MATERIAL SUPPLIED ▸
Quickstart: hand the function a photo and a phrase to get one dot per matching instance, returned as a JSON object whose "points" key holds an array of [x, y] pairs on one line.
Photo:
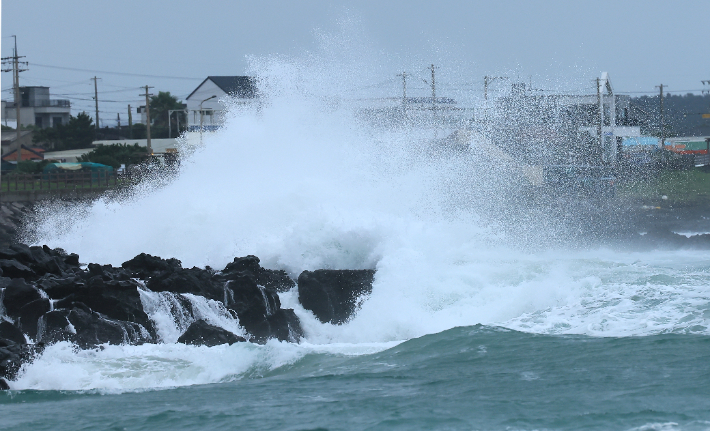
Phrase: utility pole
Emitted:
{"points": [[404, 91], [147, 117], [96, 98], [489, 80], [16, 80], [433, 86], [130, 123], [660, 100], [600, 118]]}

WHAT IS BEING ASKED ▸
Your task is to return the entries above exactly, with no pictures.

RESULT OF THE EXERCISE ▸
Quickstart: hand the function a photo and a phrase to get one dot per matching instance, returned as a JSON object whose "points" key holds an array of [x, y] pairs on one line.
Photo:
Phrase: utility pole
Emitted:
{"points": [[404, 91], [147, 117], [96, 98], [489, 80], [16, 80], [433, 86], [130, 123], [660, 100], [600, 118]]}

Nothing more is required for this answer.